+++ Dataset +++

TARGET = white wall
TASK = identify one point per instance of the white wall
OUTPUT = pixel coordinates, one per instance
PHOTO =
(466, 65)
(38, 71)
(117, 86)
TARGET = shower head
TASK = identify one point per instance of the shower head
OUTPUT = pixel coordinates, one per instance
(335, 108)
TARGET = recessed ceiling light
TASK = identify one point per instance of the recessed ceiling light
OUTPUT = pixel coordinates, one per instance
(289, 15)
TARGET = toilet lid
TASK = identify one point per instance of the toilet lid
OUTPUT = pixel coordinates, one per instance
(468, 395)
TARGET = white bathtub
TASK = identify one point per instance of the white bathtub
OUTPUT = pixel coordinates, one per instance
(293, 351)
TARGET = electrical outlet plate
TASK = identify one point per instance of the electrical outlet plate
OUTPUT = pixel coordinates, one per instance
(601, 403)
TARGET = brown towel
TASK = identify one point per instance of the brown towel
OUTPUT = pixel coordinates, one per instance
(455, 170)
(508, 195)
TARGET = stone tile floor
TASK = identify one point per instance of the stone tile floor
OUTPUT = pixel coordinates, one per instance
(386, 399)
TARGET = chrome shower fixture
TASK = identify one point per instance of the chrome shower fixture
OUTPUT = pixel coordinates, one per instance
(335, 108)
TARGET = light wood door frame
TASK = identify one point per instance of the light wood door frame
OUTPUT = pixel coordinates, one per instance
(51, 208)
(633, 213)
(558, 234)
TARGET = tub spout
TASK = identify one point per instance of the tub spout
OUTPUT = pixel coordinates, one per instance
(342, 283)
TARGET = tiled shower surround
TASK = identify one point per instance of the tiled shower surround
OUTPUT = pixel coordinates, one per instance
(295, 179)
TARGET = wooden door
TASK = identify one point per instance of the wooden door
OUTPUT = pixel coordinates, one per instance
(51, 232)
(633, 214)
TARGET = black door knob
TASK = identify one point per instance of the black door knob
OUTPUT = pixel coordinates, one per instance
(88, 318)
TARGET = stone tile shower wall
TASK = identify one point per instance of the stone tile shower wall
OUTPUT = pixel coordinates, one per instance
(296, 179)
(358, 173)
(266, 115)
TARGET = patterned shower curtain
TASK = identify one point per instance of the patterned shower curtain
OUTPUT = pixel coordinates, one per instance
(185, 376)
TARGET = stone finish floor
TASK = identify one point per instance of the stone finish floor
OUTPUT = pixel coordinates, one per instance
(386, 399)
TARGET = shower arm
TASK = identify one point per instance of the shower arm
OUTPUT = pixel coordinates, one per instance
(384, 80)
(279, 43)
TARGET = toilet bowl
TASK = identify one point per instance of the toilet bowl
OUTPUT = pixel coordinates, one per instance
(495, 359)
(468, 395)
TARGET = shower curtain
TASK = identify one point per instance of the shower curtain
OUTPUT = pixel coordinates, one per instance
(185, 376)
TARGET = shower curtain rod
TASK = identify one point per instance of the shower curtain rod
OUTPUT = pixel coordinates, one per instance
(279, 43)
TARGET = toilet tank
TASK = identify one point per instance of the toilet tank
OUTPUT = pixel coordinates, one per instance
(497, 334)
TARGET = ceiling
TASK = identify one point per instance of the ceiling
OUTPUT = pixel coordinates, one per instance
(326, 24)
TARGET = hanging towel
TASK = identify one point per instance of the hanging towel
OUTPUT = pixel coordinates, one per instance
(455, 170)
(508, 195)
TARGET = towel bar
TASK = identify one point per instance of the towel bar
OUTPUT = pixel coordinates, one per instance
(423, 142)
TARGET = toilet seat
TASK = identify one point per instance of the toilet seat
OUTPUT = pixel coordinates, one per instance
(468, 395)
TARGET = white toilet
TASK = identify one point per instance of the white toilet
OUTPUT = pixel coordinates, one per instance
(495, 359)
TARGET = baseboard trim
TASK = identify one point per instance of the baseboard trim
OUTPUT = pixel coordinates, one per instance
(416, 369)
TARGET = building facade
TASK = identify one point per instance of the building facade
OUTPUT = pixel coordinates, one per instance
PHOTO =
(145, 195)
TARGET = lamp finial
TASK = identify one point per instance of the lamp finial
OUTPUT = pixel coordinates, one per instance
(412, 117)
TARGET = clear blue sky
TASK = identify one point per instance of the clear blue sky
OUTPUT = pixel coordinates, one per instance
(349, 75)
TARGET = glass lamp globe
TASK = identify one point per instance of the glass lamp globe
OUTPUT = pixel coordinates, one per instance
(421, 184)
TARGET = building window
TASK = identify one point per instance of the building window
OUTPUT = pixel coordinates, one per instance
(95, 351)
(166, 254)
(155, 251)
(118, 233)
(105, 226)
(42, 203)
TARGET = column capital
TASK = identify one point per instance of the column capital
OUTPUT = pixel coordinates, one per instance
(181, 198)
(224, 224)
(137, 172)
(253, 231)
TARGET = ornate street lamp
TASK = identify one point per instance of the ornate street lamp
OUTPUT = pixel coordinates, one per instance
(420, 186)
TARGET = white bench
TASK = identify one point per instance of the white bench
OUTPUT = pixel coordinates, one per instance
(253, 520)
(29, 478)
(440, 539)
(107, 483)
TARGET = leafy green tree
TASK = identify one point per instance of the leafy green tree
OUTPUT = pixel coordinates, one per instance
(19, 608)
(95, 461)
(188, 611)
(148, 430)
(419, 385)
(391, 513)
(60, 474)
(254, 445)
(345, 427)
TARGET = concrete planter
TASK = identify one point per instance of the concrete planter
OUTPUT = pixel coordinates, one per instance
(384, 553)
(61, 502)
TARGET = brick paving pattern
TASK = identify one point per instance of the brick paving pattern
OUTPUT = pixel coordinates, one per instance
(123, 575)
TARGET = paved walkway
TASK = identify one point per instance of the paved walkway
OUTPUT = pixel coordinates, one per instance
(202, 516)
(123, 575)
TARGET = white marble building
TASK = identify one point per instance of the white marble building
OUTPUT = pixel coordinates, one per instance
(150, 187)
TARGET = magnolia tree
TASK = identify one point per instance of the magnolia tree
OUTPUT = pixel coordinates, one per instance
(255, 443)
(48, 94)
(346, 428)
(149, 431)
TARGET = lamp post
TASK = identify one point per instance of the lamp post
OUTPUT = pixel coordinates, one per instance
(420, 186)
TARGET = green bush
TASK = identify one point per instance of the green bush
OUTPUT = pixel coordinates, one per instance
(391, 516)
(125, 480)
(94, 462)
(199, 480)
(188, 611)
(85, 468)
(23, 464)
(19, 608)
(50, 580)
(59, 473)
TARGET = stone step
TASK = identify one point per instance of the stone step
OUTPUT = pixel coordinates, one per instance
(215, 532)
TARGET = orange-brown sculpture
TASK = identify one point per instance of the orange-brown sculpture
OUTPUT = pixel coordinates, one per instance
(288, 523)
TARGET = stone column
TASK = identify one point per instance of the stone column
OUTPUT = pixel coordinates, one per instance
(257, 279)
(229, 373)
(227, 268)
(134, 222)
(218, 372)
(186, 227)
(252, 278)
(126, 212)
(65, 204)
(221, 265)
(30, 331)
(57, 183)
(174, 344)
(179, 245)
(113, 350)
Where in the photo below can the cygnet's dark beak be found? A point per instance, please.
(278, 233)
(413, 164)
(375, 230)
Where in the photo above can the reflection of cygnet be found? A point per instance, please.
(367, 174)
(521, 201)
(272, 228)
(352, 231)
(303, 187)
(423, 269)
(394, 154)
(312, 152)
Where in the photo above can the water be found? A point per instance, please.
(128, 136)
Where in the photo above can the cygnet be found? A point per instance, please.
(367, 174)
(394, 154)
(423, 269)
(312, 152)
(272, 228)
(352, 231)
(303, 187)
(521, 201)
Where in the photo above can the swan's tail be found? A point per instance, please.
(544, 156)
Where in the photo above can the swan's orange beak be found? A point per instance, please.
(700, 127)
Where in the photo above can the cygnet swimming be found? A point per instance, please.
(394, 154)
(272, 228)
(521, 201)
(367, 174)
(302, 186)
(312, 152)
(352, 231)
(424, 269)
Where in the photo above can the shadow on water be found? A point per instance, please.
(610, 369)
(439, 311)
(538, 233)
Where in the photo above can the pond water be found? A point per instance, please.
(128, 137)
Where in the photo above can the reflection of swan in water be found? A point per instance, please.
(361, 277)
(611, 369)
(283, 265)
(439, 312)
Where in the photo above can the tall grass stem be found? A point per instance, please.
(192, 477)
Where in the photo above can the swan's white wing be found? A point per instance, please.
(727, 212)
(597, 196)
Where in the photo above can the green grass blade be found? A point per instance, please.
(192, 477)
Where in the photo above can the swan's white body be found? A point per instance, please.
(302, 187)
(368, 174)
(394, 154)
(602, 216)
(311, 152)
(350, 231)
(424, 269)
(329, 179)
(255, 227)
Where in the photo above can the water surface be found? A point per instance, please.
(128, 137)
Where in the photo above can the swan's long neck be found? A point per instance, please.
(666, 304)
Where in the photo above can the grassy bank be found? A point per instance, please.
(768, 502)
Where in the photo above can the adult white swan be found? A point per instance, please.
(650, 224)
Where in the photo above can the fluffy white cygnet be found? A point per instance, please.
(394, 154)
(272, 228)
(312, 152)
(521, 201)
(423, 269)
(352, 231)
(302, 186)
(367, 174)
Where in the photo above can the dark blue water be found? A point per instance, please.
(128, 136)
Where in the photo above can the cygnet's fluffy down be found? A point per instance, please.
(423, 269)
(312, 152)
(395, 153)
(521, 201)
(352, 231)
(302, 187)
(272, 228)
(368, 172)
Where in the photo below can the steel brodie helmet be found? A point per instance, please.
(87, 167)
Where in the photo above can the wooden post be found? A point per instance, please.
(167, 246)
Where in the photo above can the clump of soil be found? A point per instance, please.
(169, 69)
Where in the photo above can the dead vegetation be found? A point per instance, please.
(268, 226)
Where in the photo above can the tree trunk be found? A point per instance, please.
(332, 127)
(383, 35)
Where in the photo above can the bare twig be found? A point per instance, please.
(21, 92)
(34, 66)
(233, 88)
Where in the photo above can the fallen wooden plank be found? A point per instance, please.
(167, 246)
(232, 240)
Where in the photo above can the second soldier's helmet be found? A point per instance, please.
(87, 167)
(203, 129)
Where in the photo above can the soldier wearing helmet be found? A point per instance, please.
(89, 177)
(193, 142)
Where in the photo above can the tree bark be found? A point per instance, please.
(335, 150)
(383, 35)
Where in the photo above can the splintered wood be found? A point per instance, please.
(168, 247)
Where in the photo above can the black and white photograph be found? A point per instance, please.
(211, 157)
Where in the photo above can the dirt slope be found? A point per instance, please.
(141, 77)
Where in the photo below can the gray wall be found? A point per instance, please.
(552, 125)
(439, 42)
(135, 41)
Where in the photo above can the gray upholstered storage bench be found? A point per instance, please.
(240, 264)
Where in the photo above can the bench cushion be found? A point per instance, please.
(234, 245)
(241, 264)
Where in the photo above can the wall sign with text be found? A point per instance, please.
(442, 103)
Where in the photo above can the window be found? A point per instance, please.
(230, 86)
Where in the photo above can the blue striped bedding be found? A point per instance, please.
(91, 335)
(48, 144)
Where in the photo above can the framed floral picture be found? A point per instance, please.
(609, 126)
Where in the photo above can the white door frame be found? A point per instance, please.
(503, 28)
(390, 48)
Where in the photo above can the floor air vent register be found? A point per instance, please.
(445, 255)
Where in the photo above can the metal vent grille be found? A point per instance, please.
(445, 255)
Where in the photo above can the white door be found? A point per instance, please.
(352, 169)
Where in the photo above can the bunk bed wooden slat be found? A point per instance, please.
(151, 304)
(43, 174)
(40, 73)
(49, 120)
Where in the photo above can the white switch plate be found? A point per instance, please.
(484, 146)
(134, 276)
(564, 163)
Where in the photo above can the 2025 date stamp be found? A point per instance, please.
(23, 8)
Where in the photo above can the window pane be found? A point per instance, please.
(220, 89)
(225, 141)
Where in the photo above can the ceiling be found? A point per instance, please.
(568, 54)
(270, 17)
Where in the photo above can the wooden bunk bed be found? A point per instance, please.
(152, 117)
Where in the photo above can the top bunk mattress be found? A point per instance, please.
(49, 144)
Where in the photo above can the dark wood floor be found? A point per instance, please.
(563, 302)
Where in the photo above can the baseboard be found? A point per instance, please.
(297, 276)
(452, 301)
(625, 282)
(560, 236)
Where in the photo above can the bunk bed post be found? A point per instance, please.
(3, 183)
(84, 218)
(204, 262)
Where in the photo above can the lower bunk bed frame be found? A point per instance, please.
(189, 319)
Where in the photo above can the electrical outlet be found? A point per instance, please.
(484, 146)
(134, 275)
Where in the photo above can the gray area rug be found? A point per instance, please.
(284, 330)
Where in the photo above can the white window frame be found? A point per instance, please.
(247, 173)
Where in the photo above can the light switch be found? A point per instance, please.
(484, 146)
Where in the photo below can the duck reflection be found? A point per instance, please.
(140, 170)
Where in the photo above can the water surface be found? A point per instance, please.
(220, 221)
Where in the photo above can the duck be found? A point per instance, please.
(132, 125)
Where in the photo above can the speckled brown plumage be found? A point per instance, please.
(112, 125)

+++

* **What needs to be done**: Look through the data above. Each line containing the word "finial" needs to be copied.

* **Task answer**:
TARGET = lamp finial
TASK = identify one point per instance of the lamp finial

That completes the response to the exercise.